**WORK TO COMPLETE**. Repeat every entry exactly as it stands. Omit the images.

----------------

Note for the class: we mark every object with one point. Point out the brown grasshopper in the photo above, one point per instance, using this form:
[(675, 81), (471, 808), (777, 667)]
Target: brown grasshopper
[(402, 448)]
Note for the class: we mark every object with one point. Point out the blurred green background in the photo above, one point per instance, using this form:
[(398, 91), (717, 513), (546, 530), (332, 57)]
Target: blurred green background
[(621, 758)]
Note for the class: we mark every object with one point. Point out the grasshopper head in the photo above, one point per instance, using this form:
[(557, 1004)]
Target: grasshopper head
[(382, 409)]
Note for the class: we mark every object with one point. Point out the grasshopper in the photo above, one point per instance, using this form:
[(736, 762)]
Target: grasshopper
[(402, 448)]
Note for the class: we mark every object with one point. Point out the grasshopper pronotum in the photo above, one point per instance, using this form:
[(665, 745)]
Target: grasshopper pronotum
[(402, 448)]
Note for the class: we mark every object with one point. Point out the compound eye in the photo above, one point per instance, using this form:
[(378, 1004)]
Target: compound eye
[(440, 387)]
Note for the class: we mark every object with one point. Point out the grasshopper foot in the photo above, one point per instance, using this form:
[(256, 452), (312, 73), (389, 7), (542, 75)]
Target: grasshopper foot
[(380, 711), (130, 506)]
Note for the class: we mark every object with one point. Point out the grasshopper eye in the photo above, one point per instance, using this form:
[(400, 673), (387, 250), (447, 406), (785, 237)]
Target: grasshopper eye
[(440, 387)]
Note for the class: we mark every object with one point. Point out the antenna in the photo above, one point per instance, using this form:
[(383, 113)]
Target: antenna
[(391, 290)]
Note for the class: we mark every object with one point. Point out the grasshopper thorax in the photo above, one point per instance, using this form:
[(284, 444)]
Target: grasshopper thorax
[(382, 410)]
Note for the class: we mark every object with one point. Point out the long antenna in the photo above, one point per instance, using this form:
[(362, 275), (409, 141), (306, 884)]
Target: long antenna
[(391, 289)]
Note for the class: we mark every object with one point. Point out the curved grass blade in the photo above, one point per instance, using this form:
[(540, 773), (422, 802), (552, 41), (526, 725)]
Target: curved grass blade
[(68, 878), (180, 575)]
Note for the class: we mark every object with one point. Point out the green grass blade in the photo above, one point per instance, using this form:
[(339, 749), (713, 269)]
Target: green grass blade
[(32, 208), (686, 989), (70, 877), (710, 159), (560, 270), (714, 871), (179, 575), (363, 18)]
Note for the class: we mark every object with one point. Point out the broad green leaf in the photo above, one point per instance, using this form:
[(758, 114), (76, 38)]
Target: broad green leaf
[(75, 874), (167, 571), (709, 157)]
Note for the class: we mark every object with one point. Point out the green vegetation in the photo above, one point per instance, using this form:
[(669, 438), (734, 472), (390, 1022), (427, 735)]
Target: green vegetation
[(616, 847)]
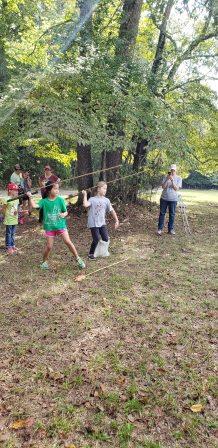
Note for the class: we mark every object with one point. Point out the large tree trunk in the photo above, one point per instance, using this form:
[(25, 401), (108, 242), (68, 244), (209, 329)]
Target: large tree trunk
[(140, 160), (84, 158), (124, 52)]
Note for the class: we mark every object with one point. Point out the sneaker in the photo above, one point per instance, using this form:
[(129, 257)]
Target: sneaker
[(10, 251), (44, 265), (80, 263)]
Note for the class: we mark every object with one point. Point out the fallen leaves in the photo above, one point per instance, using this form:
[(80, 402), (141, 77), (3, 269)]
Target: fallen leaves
[(80, 278), (22, 424), (71, 446), (197, 407)]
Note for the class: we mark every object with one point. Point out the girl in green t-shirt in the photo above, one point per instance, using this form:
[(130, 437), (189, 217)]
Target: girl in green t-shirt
[(53, 211)]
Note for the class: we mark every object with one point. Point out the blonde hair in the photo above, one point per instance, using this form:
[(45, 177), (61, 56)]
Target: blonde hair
[(99, 184)]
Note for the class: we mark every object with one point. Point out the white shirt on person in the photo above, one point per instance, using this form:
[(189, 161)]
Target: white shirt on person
[(169, 194)]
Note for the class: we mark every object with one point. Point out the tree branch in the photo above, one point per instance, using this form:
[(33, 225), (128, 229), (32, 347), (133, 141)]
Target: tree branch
[(46, 32), (188, 51), (167, 35)]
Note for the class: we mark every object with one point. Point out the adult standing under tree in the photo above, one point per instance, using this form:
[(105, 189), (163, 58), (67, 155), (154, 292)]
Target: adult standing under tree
[(169, 198), (47, 176), (16, 177)]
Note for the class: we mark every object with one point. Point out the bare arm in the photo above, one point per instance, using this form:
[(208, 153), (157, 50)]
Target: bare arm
[(115, 217), (41, 183), (165, 183), (86, 203), (31, 201)]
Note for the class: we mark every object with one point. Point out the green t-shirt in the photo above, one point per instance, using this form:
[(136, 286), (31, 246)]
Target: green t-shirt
[(16, 179), (11, 212), (51, 210)]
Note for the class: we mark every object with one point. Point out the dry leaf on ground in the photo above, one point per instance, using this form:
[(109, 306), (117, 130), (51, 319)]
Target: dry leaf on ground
[(197, 407), (21, 424)]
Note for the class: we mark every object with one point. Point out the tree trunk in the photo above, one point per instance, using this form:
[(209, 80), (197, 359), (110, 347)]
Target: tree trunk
[(84, 158), (140, 160), (124, 52)]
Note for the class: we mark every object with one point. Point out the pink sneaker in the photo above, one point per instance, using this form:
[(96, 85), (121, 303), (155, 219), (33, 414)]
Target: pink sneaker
[(10, 251)]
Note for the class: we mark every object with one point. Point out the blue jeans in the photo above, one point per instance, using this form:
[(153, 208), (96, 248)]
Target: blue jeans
[(98, 232), (9, 236), (172, 211)]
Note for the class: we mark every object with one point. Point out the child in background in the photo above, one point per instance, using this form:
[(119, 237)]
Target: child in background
[(98, 206), (54, 212), (10, 211)]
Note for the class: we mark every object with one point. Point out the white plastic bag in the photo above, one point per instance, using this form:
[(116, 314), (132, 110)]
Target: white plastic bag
[(102, 249)]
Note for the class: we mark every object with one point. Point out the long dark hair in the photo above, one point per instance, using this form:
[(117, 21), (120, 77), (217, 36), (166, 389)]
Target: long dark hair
[(48, 187)]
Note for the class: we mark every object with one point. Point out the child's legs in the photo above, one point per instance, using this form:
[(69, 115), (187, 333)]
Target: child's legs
[(8, 242), (69, 243), (48, 247), (104, 233), (13, 231), (95, 237)]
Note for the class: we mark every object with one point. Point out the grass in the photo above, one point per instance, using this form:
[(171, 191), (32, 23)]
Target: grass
[(118, 359)]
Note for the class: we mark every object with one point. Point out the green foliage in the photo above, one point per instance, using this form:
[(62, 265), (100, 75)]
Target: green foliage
[(59, 92)]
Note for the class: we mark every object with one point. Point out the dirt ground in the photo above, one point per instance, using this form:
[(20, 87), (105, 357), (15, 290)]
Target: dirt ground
[(123, 358)]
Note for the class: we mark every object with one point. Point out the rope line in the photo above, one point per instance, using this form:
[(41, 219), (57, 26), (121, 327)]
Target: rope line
[(76, 195)]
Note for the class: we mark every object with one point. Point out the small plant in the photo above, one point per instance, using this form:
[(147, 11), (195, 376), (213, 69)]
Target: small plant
[(124, 433), (133, 405)]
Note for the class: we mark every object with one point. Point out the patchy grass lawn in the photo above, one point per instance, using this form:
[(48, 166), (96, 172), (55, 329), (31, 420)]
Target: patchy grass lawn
[(118, 359)]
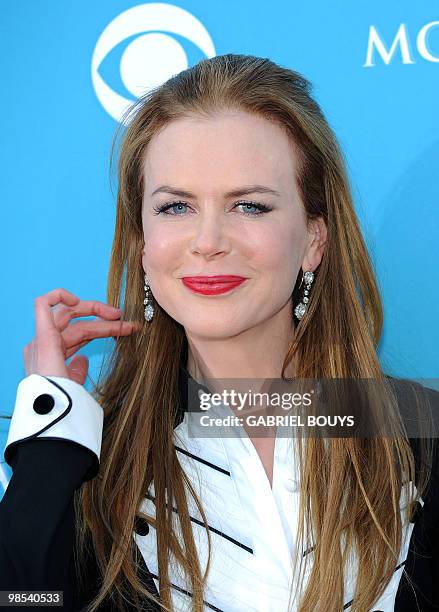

----------------

**WORKED SOLUTION**.
Note for the class: we mark every object with one point. Point out the brown grasshopper in the photo above, one point per instance, using this form:
[(675, 81), (471, 808), (777, 667)]
Target: brown grasshopper
[(402, 448)]
Note for the class: we mark every object with one point. Point out the blurred green background in the photo above, one point per instance, using this form:
[(398, 91), (717, 513), (546, 530), (332, 57)]
Target: blurred green background
[(621, 758)]
Note for the class: we mark every object with one point. Point out the grasshopper head in the photo above, one point per instance, using this form:
[(557, 1004)]
Target: grasshopper head
[(382, 409)]
Note for the class: we mark every object with one point. Point out the grasshopper in the photo above, one point per instance, using this form:
[(736, 762)]
Target: grasshopper
[(402, 448)]
Note for the class: we mark every object with one point. Point out the grasshopper pronotum in the photo above, one point per instance, using this form:
[(665, 745)]
Target: grasshopper pronotum
[(402, 448)]
Note for the class: we mark every object with one point. Point out the compound eye in the photo above, one point per instance, using this form:
[(378, 1004)]
Target: compound eye
[(440, 387)]
Note for the class: we mark every object with one point. Point out the grasshopper foot in the photo above, one point per instance, using this form:
[(256, 452), (312, 73), (389, 7), (542, 75)]
Target: grasshopper foot
[(380, 711), (130, 506)]
Note for the class: we mark every object with one point. Point out the grasshopper eye in the photo above, one point per instance, using this form:
[(400, 673), (387, 250), (447, 406), (785, 237)]
Target: grasshopper eye
[(440, 387)]
Note for the class: we mark every object with one point. Point out the antenna in the photo above, one point per instance, using this form:
[(383, 113)]
Target: antenna
[(391, 290)]
Note for the class: we mark every object with one point. Point out the grasshopper thorax in the photo above, one point per instance, using this form:
[(284, 444)]
Target: grasshopper thorax
[(382, 410)]
Note for the class: we mark every object with one point. Point out the long antenna in the photo above, one point per instance, using this form:
[(362, 275), (409, 141), (306, 884)]
Target: long antenna
[(391, 289)]
Note for the class: we mark every object with one point. Point out the curved grass blade in the photo above, one point per instance, using this form:
[(540, 773), (422, 802), (552, 41), (526, 725)]
Target: curved grass blade
[(68, 878), (180, 575)]
Note for the class: we mark every object with one point. Point out the green grass blade in the photo above, one point per instance, using this form:
[(339, 749), (713, 269)]
Target: green grass blade
[(32, 208), (686, 989), (70, 877), (710, 159), (560, 270), (714, 871), (179, 575), (363, 18)]
Note for the class: we mark every object with one point. Point out the broad green leaf in the photo above, one point per instance, using this form:
[(758, 114), (76, 38)]
Target: broad green leaf
[(75, 874), (167, 571), (709, 157)]
Note for the class: we mark every object with one point. Point out the green vegetation in the photo above, one point per instance, using this form:
[(669, 438), (734, 472), (390, 1022), (427, 735)]
Target: green vegetation
[(616, 847)]
Note for the class: we mark every object with one point. Point out the large tree trunk in the photo above, one point per instance, using this form:
[(25, 401), (108, 242), (68, 244), (209, 329)]
Target: large tree trunk
[(140, 160), (84, 158), (124, 52)]
Note for the class: we mark every object with one point. Point out the sneaker in the photo above, one point per instance, using this form:
[(129, 257)]
Target: sneaker
[(10, 251), (44, 265), (80, 263)]
Note for the class: we mark every object with one point. Point out the fallen leaves in the photo above, one point per instance, using this form:
[(80, 402), (141, 77), (3, 269)]
Target: fallen leaves
[(80, 278), (22, 424), (71, 446), (197, 407)]
Note for the class: we mark every object with one point. Point out the girl in green t-shirt in the photo above, one point per instance, using this form:
[(130, 437), (189, 217)]
Target: girl in green t-shirt
[(53, 211)]
Note for the class: we mark every object with one point. Point out the blonde hair in the photo above, one point per instance, using this form:
[(45, 177), (61, 56)]
Target: blonde hair
[(99, 184)]
Note for the class: we mark every object with one point. Point out the white shirt on person in the photo above, one point per instance, using this form:
[(189, 161)]
Target: white shirt on person
[(169, 194)]
Note for the class: we mark every object with one point. Point out the tree branch in the photo above, one point per instance, using this form:
[(33, 225), (128, 229), (32, 347), (133, 141)]
Target: tree branch
[(46, 32), (188, 51), (167, 35)]
Note for the class: we mark every object with one point. Point out the adult standing under tree in the photo above, one point per instance, using this form:
[(105, 189), (163, 58), (67, 155), (154, 292)]
Target: adult standing under tree
[(169, 198), (47, 176), (16, 177)]
Note for the class: we mark every object with one point. Point out the bare arm in the photo above, one point per instance, using this form:
[(208, 153), (157, 50)]
Target: bare arm
[(115, 217), (41, 183), (165, 183), (86, 203), (31, 201)]
Note for the class: we mark every object with one point. Point out the green t-shirt in the photo above, one point per instance, using this form:
[(136, 286), (31, 246)]
Target: green t-shirt
[(16, 179), (11, 212), (51, 210)]
Note for the class: we mark every object with one point. Point out the dry leaf on ground in the photo above, one point per instance, using this form:
[(109, 306), (117, 130), (51, 319)]
Target: dry leaf on ground
[(197, 407), (21, 424)]
Note for the class: we mark every object with one point. Point out the tree trunk in the photo above, one point per instance, using this form:
[(209, 80), (197, 359), (110, 347)]
Target: tree trunk
[(84, 158), (140, 160), (124, 52)]
Note for the class: we mark every object with one point. Point out the pink sneaker in the photo above, one point per instance, using this form:
[(96, 85), (121, 303), (155, 219), (33, 414)]
Target: pink sneaker
[(10, 251)]
Note for the class: we mark every object with one point. Point out the blue jeans in the photo above, one point per instance, using this form:
[(153, 208), (96, 248)]
Target: blue jeans
[(98, 232), (9, 236), (172, 211)]
Note for the class: we mark every object with one point. Point out the child in background in the photo above, one point per instance, using this form:
[(119, 237)]
Target: child in background
[(98, 206), (54, 212), (10, 211)]
Note for the class: we mark every object with one point. Point out the white plastic bag in the photo above, one point per instance, using this form:
[(116, 314), (132, 110)]
Target: white plastic bag
[(102, 249)]
Note for the class: we mark every object with one point. Point out the long dark hair in the photo above, one point per instance, using this form:
[(117, 21), (120, 77), (217, 36), (166, 389)]
Target: long dark hair
[(48, 187)]
Note for the class: we mark every object with one point. Point out the child's legs in the photo above, one point per instance, using this form:
[(69, 115), (187, 333)]
Target: child's legs
[(8, 242), (69, 243), (48, 247), (104, 233), (13, 231), (95, 237)]
Note for the class: we mark every object with one point. Point out the grass in the photo above, one point per instance, using this form:
[(171, 191), (32, 23)]
Target: grass
[(118, 359)]
Note for the class: we mark every object with one point. Point out the green foliage in the photo above, one point per instance, using this form:
[(62, 265), (100, 75)]
Target: green foliage
[(59, 92)]
Note for the class: we mark every object with one point. Point out the dirt ground in the photo above, one point per instance, using this form:
[(20, 87), (105, 357), (15, 290)]
Target: dirt ground
[(123, 358)]
Note for the class: we mark every object with one point. Point out the rope line in the photo above, one point per instance, using this form:
[(41, 219), (57, 26), (121, 327)]
Target: rope line
[(76, 195)]
Note for the class: we mark every object with one point. Point out the small plant in the photo above, one point per instance, using this form:
[(147, 11), (195, 376), (213, 69)]
Target: small plant
[(124, 433), (133, 405)]
Note for the class: we mark every object with one point. Point out the patchy grass lawn in the photo above, one point per instance, using this form:
[(48, 166), (96, 172), (55, 329), (31, 420)]
Target: patchy grass lawn
[(118, 359)]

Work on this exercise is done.